▶ _DATASET CONTENT_
================================
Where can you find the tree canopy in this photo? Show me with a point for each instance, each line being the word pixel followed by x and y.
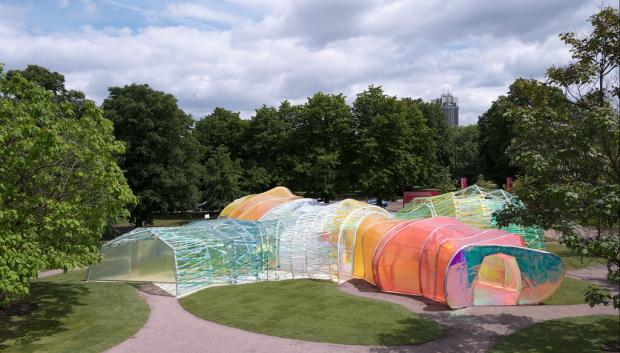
pixel 565 144
pixel 60 183
pixel 162 158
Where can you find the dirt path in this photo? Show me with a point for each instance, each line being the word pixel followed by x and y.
pixel 171 329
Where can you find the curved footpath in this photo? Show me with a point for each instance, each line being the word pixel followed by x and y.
pixel 172 329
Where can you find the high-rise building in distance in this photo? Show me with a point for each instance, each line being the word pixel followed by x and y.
pixel 450 106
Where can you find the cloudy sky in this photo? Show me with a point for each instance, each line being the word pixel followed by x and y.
pixel 241 54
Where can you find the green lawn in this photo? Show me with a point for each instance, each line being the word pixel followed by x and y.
pixel 311 310
pixel 571 292
pixel 567 335
pixel 74 316
pixel 571 260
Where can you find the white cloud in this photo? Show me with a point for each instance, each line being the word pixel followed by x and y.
pixel 201 12
pixel 416 49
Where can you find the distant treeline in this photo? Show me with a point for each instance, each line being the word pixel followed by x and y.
pixel 378 146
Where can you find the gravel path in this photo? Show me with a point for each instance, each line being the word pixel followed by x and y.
pixel 171 329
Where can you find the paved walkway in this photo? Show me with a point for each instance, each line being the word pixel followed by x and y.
pixel 171 329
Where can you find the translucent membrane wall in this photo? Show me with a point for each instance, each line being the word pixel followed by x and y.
pixel 440 258
pixel 474 206
pixel 193 256
pixel 277 235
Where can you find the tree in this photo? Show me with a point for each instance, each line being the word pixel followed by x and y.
pixel 54 82
pixel 60 183
pixel 567 149
pixel 435 120
pixel 466 160
pixel 394 144
pixel 268 161
pixel 321 145
pixel 221 179
pixel 222 128
pixel 496 132
pixel 161 162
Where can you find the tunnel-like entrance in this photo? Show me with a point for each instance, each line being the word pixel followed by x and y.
pixel 498 281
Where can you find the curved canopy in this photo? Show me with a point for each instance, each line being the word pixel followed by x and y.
pixel 474 206
pixel 278 235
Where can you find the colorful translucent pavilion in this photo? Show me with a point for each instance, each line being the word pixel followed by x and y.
pixel 474 206
pixel 277 235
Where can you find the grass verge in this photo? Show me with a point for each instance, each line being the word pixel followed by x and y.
================================
▶ _WHAT YOU NEED TO DO_
Can you express the entries in the stretch from the line containing "Where can you find the paved" through the line containing "pixel 498 281", both included, as a two-column CSV with the header text,answer? Give one row per entry, with its text and its answer each in a single quoted field and line breaks replaced by spaces.

▶ _SOLUTION TO THIS PROBLEM_
text,answer
"Where can you find the paved walkway in this photo? Show me with a point for each instance, each line being the word pixel followed by x and y.","pixel 171 329"
"Where can you find the translucent membrane wall in this photo? Show me with a point for each instance, each line being the word pixel followed by x and y.","pixel 440 258 pixel 474 206 pixel 193 256 pixel 277 235"
"Where can you find the tree in this photo? Show me with a point for each instance, each line being the word pixel followed by x and y.","pixel 54 82 pixel 60 183 pixel 567 149 pixel 435 120 pixel 466 160 pixel 394 144 pixel 268 161 pixel 321 145 pixel 221 179 pixel 222 128 pixel 496 132 pixel 161 162"
"Where can you find the tunnel-like entrance in this photo? Show me with a point for each instance, each line being the word pixel followed by x and y.","pixel 498 281"